# Records from a collection
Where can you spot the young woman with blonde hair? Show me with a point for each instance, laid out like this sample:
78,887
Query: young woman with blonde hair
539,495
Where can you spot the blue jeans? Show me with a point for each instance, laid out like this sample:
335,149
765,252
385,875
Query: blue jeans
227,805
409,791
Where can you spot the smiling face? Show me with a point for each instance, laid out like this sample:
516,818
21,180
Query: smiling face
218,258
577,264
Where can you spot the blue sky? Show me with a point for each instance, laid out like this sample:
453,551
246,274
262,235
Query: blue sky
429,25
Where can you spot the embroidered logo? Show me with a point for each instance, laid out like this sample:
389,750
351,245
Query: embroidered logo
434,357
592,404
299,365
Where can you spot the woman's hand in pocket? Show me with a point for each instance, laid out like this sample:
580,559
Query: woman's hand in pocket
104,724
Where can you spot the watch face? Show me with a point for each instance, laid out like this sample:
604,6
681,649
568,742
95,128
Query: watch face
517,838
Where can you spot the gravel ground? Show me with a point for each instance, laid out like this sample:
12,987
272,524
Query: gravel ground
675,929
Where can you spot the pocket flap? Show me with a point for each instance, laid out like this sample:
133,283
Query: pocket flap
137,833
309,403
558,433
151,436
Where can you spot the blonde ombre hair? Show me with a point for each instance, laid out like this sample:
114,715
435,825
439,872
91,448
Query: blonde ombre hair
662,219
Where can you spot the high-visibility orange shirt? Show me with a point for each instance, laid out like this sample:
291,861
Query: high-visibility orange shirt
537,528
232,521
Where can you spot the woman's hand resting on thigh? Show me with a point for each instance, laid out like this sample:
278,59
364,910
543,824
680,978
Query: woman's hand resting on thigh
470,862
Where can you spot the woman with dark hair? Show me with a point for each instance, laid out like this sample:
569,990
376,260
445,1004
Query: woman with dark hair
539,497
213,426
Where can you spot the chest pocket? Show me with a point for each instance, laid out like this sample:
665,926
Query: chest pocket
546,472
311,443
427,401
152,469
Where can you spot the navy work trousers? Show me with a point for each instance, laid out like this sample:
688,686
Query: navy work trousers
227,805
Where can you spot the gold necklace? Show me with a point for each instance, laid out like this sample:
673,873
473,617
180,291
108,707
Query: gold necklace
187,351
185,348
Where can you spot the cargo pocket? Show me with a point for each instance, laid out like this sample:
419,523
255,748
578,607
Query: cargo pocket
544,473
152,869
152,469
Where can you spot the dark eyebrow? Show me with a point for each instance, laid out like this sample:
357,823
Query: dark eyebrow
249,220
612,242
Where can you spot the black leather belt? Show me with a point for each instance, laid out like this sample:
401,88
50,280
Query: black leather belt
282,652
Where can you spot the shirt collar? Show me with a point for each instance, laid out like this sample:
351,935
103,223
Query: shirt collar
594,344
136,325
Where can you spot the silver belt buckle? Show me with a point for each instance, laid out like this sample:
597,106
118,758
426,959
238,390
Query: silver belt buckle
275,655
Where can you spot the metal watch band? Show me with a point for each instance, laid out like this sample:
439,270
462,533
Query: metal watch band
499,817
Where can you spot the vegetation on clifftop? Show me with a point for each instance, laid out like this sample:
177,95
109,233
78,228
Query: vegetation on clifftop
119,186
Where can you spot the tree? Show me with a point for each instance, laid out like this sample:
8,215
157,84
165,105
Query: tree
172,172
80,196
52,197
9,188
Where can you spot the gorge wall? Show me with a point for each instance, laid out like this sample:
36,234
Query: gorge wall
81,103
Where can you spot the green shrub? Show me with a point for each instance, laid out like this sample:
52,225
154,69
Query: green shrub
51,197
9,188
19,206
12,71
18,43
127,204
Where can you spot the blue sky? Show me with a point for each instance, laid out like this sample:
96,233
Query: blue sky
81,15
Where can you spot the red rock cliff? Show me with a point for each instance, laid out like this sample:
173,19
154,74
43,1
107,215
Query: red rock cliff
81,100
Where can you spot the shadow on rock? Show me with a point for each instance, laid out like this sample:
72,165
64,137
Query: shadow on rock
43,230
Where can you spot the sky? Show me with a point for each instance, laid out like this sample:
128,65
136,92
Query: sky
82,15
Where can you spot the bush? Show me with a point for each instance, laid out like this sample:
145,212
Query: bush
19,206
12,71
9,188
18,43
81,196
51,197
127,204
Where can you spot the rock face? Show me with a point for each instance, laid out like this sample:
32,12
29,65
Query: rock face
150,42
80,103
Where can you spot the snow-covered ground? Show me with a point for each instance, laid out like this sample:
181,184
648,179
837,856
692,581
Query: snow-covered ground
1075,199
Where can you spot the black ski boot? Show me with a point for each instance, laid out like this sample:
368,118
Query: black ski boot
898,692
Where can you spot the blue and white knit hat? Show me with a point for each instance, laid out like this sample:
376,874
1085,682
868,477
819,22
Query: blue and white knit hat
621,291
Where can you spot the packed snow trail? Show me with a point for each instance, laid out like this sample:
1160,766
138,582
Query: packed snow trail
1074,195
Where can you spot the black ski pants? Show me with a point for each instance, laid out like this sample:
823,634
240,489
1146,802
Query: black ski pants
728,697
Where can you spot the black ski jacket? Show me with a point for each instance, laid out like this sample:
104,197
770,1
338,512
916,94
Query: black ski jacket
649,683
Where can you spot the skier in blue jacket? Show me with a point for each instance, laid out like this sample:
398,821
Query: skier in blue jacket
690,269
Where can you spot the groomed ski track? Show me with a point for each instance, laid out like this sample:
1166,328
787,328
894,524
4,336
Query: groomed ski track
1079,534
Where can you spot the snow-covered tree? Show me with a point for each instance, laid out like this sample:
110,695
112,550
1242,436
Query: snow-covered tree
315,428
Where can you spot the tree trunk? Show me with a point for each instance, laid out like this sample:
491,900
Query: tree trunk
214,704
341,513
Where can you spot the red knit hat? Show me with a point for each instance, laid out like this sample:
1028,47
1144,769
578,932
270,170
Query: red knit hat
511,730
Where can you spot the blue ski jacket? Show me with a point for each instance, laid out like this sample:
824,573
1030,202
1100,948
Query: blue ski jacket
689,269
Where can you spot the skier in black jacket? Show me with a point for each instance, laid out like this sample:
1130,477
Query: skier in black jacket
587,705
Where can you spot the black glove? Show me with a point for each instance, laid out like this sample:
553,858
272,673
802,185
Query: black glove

# To be done
Copy out every line above word for word, changing nothing.

# Answer to the problem
Where can you spot the young woman with blonde hair? Show me with a point for each instance, laid out like this sample:
78,887
Query: young woman with blonde hair
539,495
Where can you spot the blue jeans? Show me with a point for each instance, laid out like this sample:
335,149
765,252
385,875
Query: blue jeans
227,805
409,791
Where can you spot the smiling face? Show me with a point for each instance, laid out like this sample:
516,818
21,180
Query: smiling face
218,258
577,264
Where can you spot the blue sky? Show me with a point for each instance, laid out like this sample:
453,551
246,274
262,235
Query: blue sky
429,25
Where can you spot the embroidered logo? Show me with a point for each instance, laid out like this sample:
389,750
351,245
Query: embroidered logo
434,357
592,404
299,365
Where can you spot the woman's hand in pocket? Show me with a point for each instance, laid out like this sample:
580,559
Query: woman's hand in pocket
104,724
Where can you spot the watch face? Show me with a point for each instance, laid out like this sample:
604,6
681,649
568,742
95,128
Query: watch face
517,838
Where can you spot the gravel ground? Show me with a point for each instance, laid out like this sample:
12,987
272,524
Query: gravel ground
675,929
Where can you spot the pocket flap? Show me with a point for each instance, laid out like this sample:
133,283
Query: pocket flap
137,833
309,403
558,433
151,436
Where can you spot the blonde ombre hair? Show me with a point for each instance, laid out like this sample:
114,715
435,825
439,872
91,448
Query: blonde ombre hair
662,219
Where can you spot the high-visibility orange shirt? Show me with a point for each instance, laid out like this sample:
291,861
Query: high-visibility orange shirt
537,528
232,521
Where can you spot the woman's hand resting on thigh? Show me with a point for each instance, laid out like this sample:
278,59
364,910
543,824
680,978
Query: woman's hand resting on thigh
470,862
Where can you spot the woman with dark hair? Show me with a point for each instance, laid out like this sample:
569,990
376,260
445,1004
Query: woman with dark hair
539,497
213,426
Where can you spot the chest pocket? Show me with a point for each instance, laid out like this sample:
665,926
Query: chest pocket
546,472
311,443
427,401
152,469
Where can you spot the navy work trousers? Show me with a point for each instance, laid out like this sample:
688,686
Query: navy work trousers
227,805
Where can you spot the gold necklace? Show me with a point for each instance, laid out like this sample:
673,873
473,617
180,291
108,707
Query: gold necklace
187,351
185,348
Where can you spot the cargo pocket? Show me with a point for each instance, laid out like this sample:
419,523
255,748
578,607
Query: cargo pocket
544,473
152,869
152,469
Where can you spot the dark eyebrow? Show me with a point for each instance, laid out like this sample:
357,823
Query: dark eyebrow
249,220
612,242
Where can you spot the black leather belt? Show me with a point for each instance, laid out like this sample:
401,88
50,280
Query: black leather belt
282,652
Where can you spot the shirt collar? Show me with a point for each instance, laid out like this sample:
351,935
103,223
Query: shirt collar
594,344
136,325
Where can you spot the silver belt buckle? Show me with a point for each instance, laid out like this sample:
597,106
118,758
426,959
238,390
Query: silver belt buckle
275,655
Where can you spot the metal watch band? Show me with a point for each instance, laid out like this sample:
439,270
462,533
Query: metal watch band
499,817
Where can you spot the vegetation on clifftop? Show me with a point for each instance, laid out like this sample:
177,95
109,233
78,228
Query: vegetation on clifftop
119,186
Where can you spot the tree? Show me with a point for each instance, laid out like this sample:
8,215
157,84
165,105
Query: tree
172,172
80,196
52,197
9,188
Where can you spot the gorge wall? Show me with a point for each instance, laid out like this sample:
36,234
Query: gorge wall
81,103
Where can you spot the green shrub? Show me with a point for each instance, laid out like this sample:
52,225
154,69
Query: green shrub
51,197
9,188
19,206
12,71
18,43
127,204
Where can you spot the blue sky? Show me with a point for each instance, laid out like this sample:
96,233
Query: blue sky
81,15
Where can you spot the red rock cliff? Show me with a point for each instance, laid out like this sample:
173,19
154,74
43,1
107,215
Query: red rock cliff
81,100
Where can you spot the shadow on rock? Show me with a point for each instance, laid out like this sample:
72,165
64,137
Query: shadow on rock
43,230
Where can you spot the sky? Show me with a point for each instance, laid out like this sample:
128,65
136,92
Query: sky
82,15
Where can you spot the bush? Show me with a point for each instance, laid out like this sample:
145,212
Query: bush
19,206
12,71
9,188
18,43
81,196
51,197
127,204
Where can you spot the rock face? Show me with a point for each instance, laid out like this sample:
32,12
29,65
Query: rock face
150,42
80,103
Where can you spot the snow-covered ground? Show me with a point for each instance, laid out like this sample:
181,184
648,179
837,856
692,581
Query: snow-covered ground
1075,199
Where can you spot the black ski boot? Show me with a point for each instance, laid out like this sample:
368,118
Query: black ski boot
898,692
Where can you spot the blue and white knit hat? Show me with a point for each instance, laid out like this sample:
376,874
1085,682
868,477
819,22
Query: blue and white knit hat
621,291
Where can you spot the packed snow trail? Show me with a point for each instance, laid out like this sample:
1160,766
138,582
Query: packed snow trail
1074,195
Where can you spot the black ski pants? Show me with a point for each instance, laid out like this sample:
823,634
240,489
1146,802
Query: black ski pants
728,697
Where can you spot the black ski jacket? Show me with a point for each instance, laid out like this sample:
104,197
770,1
338,512
916,94
Query: black ski jacket
649,683
Where can you spot the skier in blue jacket? Show me with a point for each instance, laid out like this sample:
398,821
Query: skier in blue jacket
690,269
Where can you spot the groomed ski track? Show me with a point for each instance, laid out like this sample:
1166,328
787,328
894,524
4,336
Query: groomed ski track
1079,534
Where can you spot the snow-covered tree? Show me with a point for each instance, laid out like this sample:
110,695
112,550
1242,436
Query: snow-covered tree
315,428
Where can you spot the tree trunk? Show me with a point for each instance, laid out like this sample:
491,900
Query: tree trunk
214,704
341,513
Where can you spot the red knit hat? Show me with a point for each instance, laid out like this sample:
1028,47
1144,769
578,932
270,170
Query: red knit hat
511,730
Where can you spot the blue ski jacket? Show me with a point for each instance, laid out like this sample:
824,573
1030,202
1100,948
Query: blue ski jacket
689,269
Where can you spot the skier in black jacket? Show me with a point for each instance, laid out like this sample:
1130,477
Query: skier in black jacket
587,705
Where can you spot the black glove? Show me with a point for each instance, laid out like this sample:
553,858
272,673
802,185
Query: black glove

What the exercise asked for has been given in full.